MATERIAL PROVIDED =
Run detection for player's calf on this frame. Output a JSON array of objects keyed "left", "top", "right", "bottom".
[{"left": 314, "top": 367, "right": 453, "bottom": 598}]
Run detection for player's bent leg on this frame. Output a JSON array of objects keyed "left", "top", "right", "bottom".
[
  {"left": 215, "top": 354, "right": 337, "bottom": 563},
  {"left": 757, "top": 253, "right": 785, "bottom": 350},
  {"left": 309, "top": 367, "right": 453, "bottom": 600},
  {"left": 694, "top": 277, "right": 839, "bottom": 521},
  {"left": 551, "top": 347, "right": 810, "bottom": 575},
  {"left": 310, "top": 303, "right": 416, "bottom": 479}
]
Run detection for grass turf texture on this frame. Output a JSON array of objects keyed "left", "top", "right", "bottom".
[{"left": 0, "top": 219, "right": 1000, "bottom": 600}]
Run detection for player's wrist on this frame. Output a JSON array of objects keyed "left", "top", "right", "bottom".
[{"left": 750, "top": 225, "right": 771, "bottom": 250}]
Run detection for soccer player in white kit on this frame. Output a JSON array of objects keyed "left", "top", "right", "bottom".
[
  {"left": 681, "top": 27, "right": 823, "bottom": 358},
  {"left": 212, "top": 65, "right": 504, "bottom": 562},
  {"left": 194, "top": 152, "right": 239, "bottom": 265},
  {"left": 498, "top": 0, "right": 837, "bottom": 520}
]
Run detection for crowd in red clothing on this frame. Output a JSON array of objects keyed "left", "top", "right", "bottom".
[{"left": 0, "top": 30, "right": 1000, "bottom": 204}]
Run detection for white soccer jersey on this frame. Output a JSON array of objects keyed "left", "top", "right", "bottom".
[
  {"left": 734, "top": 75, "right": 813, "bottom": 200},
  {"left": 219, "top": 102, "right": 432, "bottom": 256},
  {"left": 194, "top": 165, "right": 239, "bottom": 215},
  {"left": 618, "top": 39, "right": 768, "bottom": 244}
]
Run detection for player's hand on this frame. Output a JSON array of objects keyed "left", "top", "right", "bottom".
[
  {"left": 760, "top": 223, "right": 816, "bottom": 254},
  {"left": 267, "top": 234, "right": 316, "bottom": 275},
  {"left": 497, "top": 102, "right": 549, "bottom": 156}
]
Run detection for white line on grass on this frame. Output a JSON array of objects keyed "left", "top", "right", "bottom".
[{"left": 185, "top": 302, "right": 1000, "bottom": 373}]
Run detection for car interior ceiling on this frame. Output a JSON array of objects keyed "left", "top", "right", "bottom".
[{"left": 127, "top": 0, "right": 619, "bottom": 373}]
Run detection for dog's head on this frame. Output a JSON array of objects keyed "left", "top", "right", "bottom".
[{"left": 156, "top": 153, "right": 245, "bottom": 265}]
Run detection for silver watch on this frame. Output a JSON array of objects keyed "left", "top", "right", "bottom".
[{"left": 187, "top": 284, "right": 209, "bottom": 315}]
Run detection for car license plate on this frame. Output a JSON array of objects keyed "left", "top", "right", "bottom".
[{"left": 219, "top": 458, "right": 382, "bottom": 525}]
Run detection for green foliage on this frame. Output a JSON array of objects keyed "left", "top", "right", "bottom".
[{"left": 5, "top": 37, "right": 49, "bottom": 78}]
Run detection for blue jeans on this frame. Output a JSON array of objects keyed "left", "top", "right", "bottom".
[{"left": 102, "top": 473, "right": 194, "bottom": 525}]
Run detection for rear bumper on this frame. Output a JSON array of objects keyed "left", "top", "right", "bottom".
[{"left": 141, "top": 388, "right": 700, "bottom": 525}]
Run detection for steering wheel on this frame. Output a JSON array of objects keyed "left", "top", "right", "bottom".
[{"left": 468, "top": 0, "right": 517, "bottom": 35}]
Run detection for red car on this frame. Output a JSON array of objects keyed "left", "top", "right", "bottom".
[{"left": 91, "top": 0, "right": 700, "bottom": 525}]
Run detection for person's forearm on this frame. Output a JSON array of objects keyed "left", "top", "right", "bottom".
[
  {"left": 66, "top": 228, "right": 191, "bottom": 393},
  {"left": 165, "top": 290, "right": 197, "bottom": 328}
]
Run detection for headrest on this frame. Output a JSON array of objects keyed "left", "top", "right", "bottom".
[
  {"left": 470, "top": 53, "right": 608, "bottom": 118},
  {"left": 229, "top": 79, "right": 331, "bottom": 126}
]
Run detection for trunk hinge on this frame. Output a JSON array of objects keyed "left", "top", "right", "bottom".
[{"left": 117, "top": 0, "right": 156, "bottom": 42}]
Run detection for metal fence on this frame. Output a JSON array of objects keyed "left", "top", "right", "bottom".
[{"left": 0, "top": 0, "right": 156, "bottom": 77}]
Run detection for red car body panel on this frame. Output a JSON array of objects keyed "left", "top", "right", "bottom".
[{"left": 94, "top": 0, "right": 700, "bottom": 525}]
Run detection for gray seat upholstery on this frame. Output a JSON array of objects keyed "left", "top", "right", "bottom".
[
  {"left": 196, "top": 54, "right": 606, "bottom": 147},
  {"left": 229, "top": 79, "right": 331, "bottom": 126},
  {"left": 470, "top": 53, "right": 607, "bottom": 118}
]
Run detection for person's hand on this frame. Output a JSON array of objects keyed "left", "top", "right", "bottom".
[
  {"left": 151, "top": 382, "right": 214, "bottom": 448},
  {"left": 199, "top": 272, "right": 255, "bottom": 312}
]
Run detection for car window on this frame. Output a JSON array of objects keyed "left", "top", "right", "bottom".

DESCRIPTION OF THE TASK = Can you rewrite all the records above, replacing "Run detection" with "Perform detection" and leaving everything else the same?

REPLY =
Perform detection for player's calf on this frame. Output a JSON array of objects keyed "left", "top", "right", "bottom".
[{"left": 314, "top": 367, "right": 453, "bottom": 598}]
Perform detection for player's bent leg on this frame. Output a JSON array of objects keyed "left", "top", "right", "bottom".
[
  {"left": 215, "top": 354, "right": 337, "bottom": 563},
  {"left": 757, "top": 253, "right": 785, "bottom": 350},
  {"left": 309, "top": 367, "right": 453, "bottom": 600},
  {"left": 694, "top": 277, "right": 839, "bottom": 521},
  {"left": 551, "top": 347, "right": 810, "bottom": 575},
  {"left": 310, "top": 303, "right": 416, "bottom": 479}
]
Perform detection for grass turf texture on this frame. Output a JSON array of objects keyed "left", "top", "right", "bottom".
[{"left": 0, "top": 219, "right": 1000, "bottom": 600}]
Perform detection for player's wrist on this frame. Output a JSON array of objects keyed "left", "top", "right", "bottom".
[{"left": 750, "top": 225, "right": 771, "bottom": 250}]
Perform detection for soccer player in white kit on this frame. Output a JSON array of objects keyed "left", "top", "right", "bottom".
[
  {"left": 681, "top": 27, "right": 823, "bottom": 358},
  {"left": 212, "top": 65, "right": 504, "bottom": 562},
  {"left": 194, "top": 152, "right": 239, "bottom": 265},
  {"left": 498, "top": 0, "right": 837, "bottom": 520}
]
Perform detection for crowd in red clothing on this frame. Output a JSON array of objects keyed "left", "top", "right", "bottom".
[{"left": 0, "top": 30, "right": 1000, "bottom": 204}]
Perform detection for white soccer jersey on this frame. Output a JSON array of objects keyed "left", "top", "right", "bottom".
[
  {"left": 734, "top": 75, "right": 813, "bottom": 200},
  {"left": 219, "top": 102, "right": 432, "bottom": 256},
  {"left": 194, "top": 165, "right": 239, "bottom": 215},
  {"left": 618, "top": 39, "right": 768, "bottom": 244}
]
Perform detection for player's hand on this frame. Output a JSON array of objects keyed "left", "top", "right", "bottom".
[
  {"left": 760, "top": 223, "right": 816, "bottom": 254},
  {"left": 267, "top": 234, "right": 316, "bottom": 275},
  {"left": 497, "top": 102, "right": 549, "bottom": 156}
]
Perform detection for white line on grass on this frame. Output a JSON array of objects keyed "left", "top", "right", "bottom".
[{"left": 185, "top": 302, "right": 1000, "bottom": 373}]
Perform detection for car interior ceiling on this frame. Output a JSON array of objects keyed "left", "top", "right", "bottom".
[{"left": 127, "top": 0, "right": 619, "bottom": 373}]
Perform detection for dog's head on this frame. Output a JSON array of objects keyed "left", "top", "right", "bottom".
[{"left": 156, "top": 153, "right": 245, "bottom": 265}]
Perform detection for silver watch on this frame. Output a JSON array of objects keyed "left", "top", "right", "bottom".
[{"left": 187, "top": 284, "right": 209, "bottom": 315}]
Perform detection for car license plate on this frame. Output a JSON array of objects keyed "left", "top", "right", "bottom".
[{"left": 219, "top": 458, "right": 382, "bottom": 525}]
Perform detection for green foliage on this frame. Output a JSON array of objects keyed "left", "top", "right", "bottom".
[{"left": 5, "top": 37, "right": 49, "bottom": 78}]
Perform detection for blue jeans on this frame. Output a JSON array of objects keyed "left", "top", "right", "bottom".
[{"left": 102, "top": 473, "right": 194, "bottom": 525}]
Perform detection for rear bumper on this frame. Output a JSON array of objects keyed "left", "top", "right", "bottom".
[{"left": 141, "top": 388, "right": 700, "bottom": 525}]
Perform detection for steering wheel on this frame. Output a JSON array of objects keyed "left", "top", "right", "bottom".
[{"left": 468, "top": 0, "right": 517, "bottom": 35}]
Perform detection for red car on this frame. Output a JSON array of objects keyed "left", "top", "right", "bottom".
[{"left": 91, "top": 0, "right": 700, "bottom": 525}]
Perform detection for person's forearm on this frame. Output a JSON array of objects keyed "left", "top", "right", "bottom".
[
  {"left": 66, "top": 228, "right": 191, "bottom": 393},
  {"left": 165, "top": 290, "right": 197, "bottom": 328}
]
Perform detection for headrest on this frame. Output a JSON array of objects keyed "left", "top", "right", "bottom".
[
  {"left": 470, "top": 53, "right": 608, "bottom": 118},
  {"left": 229, "top": 79, "right": 331, "bottom": 126}
]
Perform detection for trunk hinge on this frame. Output a JSON array of objects keyed "left", "top", "right", "bottom".
[{"left": 117, "top": 0, "right": 156, "bottom": 42}]
Perform detection for metal fence on this frame. Output a JSON array of objects keyed "left", "top", "right", "bottom".
[{"left": 0, "top": 0, "right": 156, "bottom": 77}]
Perform detection for red car body panel on this frame. Output a JSON array of objects keyed "left", "top", "right", "bottom".
[{"left": 94, "top": 0, "right": 700, "bottom": 525}]
Perform detection for gray seat upholstery on this frame. Output a JSON array of objects keyed "left", "top", "right", "bottom".
[
  {"left": 196, "top": 54, "right": 606, "bottom": 147},
  {"left": 229, "top": 79, "right": 331, "bottom": 126},
  {"left": 470, "top": 53, "right": 607, "bottom": 118}
]
Perform detection for person's hand on this frame. Output a JSON array of objects keyed "left", "top", "right", "bottom".
[
  {"left": 151, "top": 382, "right": 214, "bottom": 448},
  {"left": 199, "top": 272, "right": 255, "bottom": 312}
]
Perform detection for car window on this frame. Output a JSON array of objects keyed "left", "top", "right", "bottom".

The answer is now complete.